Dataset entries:
###

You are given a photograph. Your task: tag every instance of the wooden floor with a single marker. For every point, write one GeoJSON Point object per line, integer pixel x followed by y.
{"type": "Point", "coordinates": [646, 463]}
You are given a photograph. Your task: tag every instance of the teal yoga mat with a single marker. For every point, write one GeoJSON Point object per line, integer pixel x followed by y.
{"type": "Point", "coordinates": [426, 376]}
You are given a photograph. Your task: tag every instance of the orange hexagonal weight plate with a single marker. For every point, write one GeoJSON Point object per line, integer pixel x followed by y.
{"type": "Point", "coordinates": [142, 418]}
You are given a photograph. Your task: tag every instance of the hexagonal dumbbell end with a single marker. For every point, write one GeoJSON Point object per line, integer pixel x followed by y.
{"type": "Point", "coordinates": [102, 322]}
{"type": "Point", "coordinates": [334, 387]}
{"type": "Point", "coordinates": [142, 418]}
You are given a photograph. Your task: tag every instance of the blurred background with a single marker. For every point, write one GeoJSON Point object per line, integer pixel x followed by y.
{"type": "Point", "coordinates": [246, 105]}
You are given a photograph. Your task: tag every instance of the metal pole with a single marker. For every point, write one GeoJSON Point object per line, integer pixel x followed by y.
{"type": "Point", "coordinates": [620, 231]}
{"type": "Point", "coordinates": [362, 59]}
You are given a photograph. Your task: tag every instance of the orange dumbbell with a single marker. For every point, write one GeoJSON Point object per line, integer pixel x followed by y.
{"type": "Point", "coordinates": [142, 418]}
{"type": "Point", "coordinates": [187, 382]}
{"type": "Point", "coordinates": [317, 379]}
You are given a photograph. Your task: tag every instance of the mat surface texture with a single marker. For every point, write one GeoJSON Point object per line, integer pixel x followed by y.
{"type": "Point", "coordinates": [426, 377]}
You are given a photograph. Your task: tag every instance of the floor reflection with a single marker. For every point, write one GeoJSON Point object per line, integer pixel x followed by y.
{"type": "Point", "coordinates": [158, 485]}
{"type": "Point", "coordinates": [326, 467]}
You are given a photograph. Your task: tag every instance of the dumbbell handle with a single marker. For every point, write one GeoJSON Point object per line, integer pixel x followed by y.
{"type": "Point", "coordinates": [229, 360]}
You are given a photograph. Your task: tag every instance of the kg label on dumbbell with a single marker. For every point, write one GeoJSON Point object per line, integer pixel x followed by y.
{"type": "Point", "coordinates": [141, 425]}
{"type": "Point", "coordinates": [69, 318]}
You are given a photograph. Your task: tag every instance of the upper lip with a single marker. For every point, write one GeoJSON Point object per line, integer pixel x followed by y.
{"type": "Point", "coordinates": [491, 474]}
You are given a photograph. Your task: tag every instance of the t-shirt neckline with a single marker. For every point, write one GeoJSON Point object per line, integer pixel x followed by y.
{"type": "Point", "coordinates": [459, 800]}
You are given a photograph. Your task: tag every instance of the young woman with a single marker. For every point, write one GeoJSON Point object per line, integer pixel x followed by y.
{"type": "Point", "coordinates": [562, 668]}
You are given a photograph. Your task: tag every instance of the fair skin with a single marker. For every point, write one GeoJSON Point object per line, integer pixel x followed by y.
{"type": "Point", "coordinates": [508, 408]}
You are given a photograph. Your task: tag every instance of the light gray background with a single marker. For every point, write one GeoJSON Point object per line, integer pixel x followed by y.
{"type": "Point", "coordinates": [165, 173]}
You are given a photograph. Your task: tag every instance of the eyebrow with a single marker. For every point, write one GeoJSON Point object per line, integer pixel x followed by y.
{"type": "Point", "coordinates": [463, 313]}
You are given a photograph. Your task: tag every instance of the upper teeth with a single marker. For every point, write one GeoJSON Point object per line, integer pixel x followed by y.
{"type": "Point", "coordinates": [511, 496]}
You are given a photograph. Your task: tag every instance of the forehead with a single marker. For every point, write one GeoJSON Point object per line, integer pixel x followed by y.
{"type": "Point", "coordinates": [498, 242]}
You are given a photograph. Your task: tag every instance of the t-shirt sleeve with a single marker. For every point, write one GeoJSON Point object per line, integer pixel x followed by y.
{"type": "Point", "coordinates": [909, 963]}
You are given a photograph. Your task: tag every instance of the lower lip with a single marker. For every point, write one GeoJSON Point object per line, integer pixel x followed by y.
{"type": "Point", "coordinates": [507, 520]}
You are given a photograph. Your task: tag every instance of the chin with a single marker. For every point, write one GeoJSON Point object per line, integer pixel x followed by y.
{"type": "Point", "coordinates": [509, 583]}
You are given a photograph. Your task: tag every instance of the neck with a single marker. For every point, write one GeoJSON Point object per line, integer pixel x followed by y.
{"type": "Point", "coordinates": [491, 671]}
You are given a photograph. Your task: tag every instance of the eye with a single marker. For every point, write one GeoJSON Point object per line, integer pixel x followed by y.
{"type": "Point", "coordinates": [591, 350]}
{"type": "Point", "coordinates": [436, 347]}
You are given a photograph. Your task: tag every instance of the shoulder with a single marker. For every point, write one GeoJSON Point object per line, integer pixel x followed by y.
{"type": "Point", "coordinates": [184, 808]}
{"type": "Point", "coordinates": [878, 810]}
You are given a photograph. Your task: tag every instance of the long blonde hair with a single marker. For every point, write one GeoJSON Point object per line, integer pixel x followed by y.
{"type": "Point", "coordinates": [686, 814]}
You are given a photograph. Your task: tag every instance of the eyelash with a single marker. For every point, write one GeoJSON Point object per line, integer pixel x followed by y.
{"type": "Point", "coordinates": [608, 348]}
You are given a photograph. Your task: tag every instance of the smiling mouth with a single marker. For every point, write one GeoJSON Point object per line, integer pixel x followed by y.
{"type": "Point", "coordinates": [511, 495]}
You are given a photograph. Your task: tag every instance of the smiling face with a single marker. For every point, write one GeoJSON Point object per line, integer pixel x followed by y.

###

■ Exercise requirements
Extract all of the data above without altering anything.

■ Task response
You are given a photograph. Your task: tag every instance of the wooden floor with a single marker. For every point, write one GeoJSON Point object per line, integer pixel x followed by y.
{"type": "Point", "coordinates": [646, 463]}
You are given a photograph. Your task: tag every instance of the teal yoga mat with a single marker. For every point, write one GeoJSON Point object per line, integer pixel x followed by y.
{"type": "Point", "coordinates": [426, 376]}
You are given a photograph. Your task: tag every instance of the orange hexagonal weight plate with a single marker. For every point, write one GeoJSON Point object per line, integer pixel x followed by y.
{"type": "Point", "coordinates": [142, 418]}
You are given a photograph. Your task: tag every instance of the hexagonal dumbbell end with a single marker. For every point, write one GeoJSON Point object per line, integer pixel x followed by y.
{"type": "Point", "coordinates": [102, 322]}
{"type": "Point", "coordinates": [334, 387]}
{"type": "Point", "coordinates": [142, 418]}
You are given a photograph. Your task: tag every instance of the blurred background with a single marker. For every point, write one GeoJSON Point object per line, integer pixel x followed by y.
{"type": "Point", "coordinates": [246, 105]}
You are given a photograph. Your task: tag every instance of the metal pole with a single marker. For every point, write one GeoJSON Point object per line, integer pixel x followed by y.
{"type": "Point", "coordinates": [620, 231]}
{"type": "Point", "coordinates": [362, 59]}
You are given a photograph. Your task: tag every instance of the orange dumbbell with a single marker. For every point, write one GeoJSON Point object per line, integer pixel x followed by y.
{"type": "Point", "coordinates": [142, 418]}
{"type": "Point", "coordinates": [187, 382]}
{"type": "Point", "coordinates": [317, 379]}
You are given a photograph. Your task: tag every instance of the mat surface texture with a single marker. For every point, write one GeoJSON Point object per line, integer pixel x followed by y.
{"type": "Point", "coordinates": [426, 377]}
You are given a photograph. Your task: tag every instance of the floor reflection with a single marker. For every point, write one GeoJSON Point object per line, integer pixel x followed by y.
{"type": "Point", "coordinates": [158, 485]}
{"type": "Point", "coordinates": [326, 467]}
You are given a photograph. Your task: tag every instance of the dumbbell handle with a single marker. For every point, write one GeoJSON Point object per line, integer pixel x followed by y.
{"type": "Point", "coordinates": [229, 360]}
You are given a photograph. Your task: tag every instance of the kg label on dumbbell with a single marker. For every point, write one GeoJSON Point object per line, integer pixel x followed by y.
{"type": "Point", "coordinates": [141, 425]}
{"type": "Point", "coordinates": [69, 318]}
You are given a photograph. Your task: tag every instance of the upper lip with a single marker. For every point, write one GeoJSON Point object per line, integer pixel x followed by y.
{"type": "Point", "coordinates": [491, 474]}
You are given a photograph. Your task: tag every instance of the t-shirt neckline with a single marker. For every point, write one GeoJSON Point object per line, integer pixel x followed by y.
{"type": "Point", "coordinates": [459, 800]}
You are given a photograph. Your task: tag every instance of the young woman with a single marker. For every point, write one GeoJSON Point object per line, integer pixel x followed by y.
{"type": "Point", "coordinates": [562, 668]}
You are given a photograph. Your task: tag every instance of the fair skin with a single marker. For every point, write one GeoJSON Point object per line, integer pixel x followed by y.
{"type": "Point", "coordinates": [508, 408]}
You are given a photograph. Your task: tag every instance of the light gray background with a single marker. For every point, write one GeoJSON Point object per line, integer pixel x followed by y.
{"type": "Point", "coordinates": [165, 173]}
You are given a photograph. Your task: tag every instance of the eyebrow with a single marker. For every point, write one GeoJSON Point object per line, integer pixel x followed by y.
{"type": "Point", "coordinates": [463, 313]}
You are given a photograph. Your task: tag every instance of the upper teeth with a single marker. For every point, write one GeoJSON Point object per line, integer pixel x followed by y.
{"type": "Point", "coordinates": [511, 496]}
You are given a photograph. Your task: tag every instance of the forehead with a single marker. For every point, write one GeoJSON Point object per line, integer pixel x followed by y.
{"type": "Point", "coordinates": [498, 242]}
You are given a photograph. Your task: tag every instance of the t-shirt sleeve with a single marker. For every point, write one GeoJSON Point object per line, integer pixel x followed by y.
{"type": "Point", "coordinates": [909, 963]}
You are given a photograph. Your task: tag every instance of the lower lip with a single marker. For every point, write one GeoJSON Point object per line, integer pixel x followed by y.
{"type": "Point", "coordinates": [507, 520]}
You are given a photograph. Your task: tag every instance of the chin with a single marker. For every point, write one GeoJSON Point object per line, integer pixel x followed by y.
{"type": "Point", "coordinates": [509, 583]}
You are given a photograph. Your task: tag every instance of the neck with a single marker. For every point, write one GeoJSON Point object per line, integer pixel x followed by y.
{"type": "Point", "coordinates": [491, 671]}
You are given a photograph. Your task: tag every instance of the eye with a single marker. For every point, write one GeoJSON Point object per line, integer pixel x followed by y.
{"type": "Point", "coordinates": [591, 350]}
{"type": "Point", "coordinates": [436, 347]}
You are given a photograph. Your task: tag every instance of the shoulder with a single marker. For every point, write one GeoJSON Point object per line, integer pixel x followed by y.
{"type": "Point", "coordinates": [184, 808]}
{"type": "Point", "coordinates": [878, 810]}
You are given a photograph. Your task: tag every instance of the long blonde hair with a single marker. For every point, write one GeoJSON Point object per line, integer pixel x followed by y.
{"type": "Point", "coordinates": [686, 814]}
You are given a photograph. Your task: tag every instance of the eyelash with a single marker. For every point, write one GeoJSON Point object per line, integer pixel x followed by y.
{"type": "Point", "coordinates": [608, 348]}
You are given a photograph. Your task: tag every instance of the smiling mouth with a single marker. For every point, write one GeoJSON Point object per line, integer pixel x followed by y.
{"type": "Point", "coordinates": [511, 495]}
You are given a photograph. Your task: tag every instance of the smiling face with a single marker. For every point, write one GeoJSON Point object per line, integer pixel x followed by y.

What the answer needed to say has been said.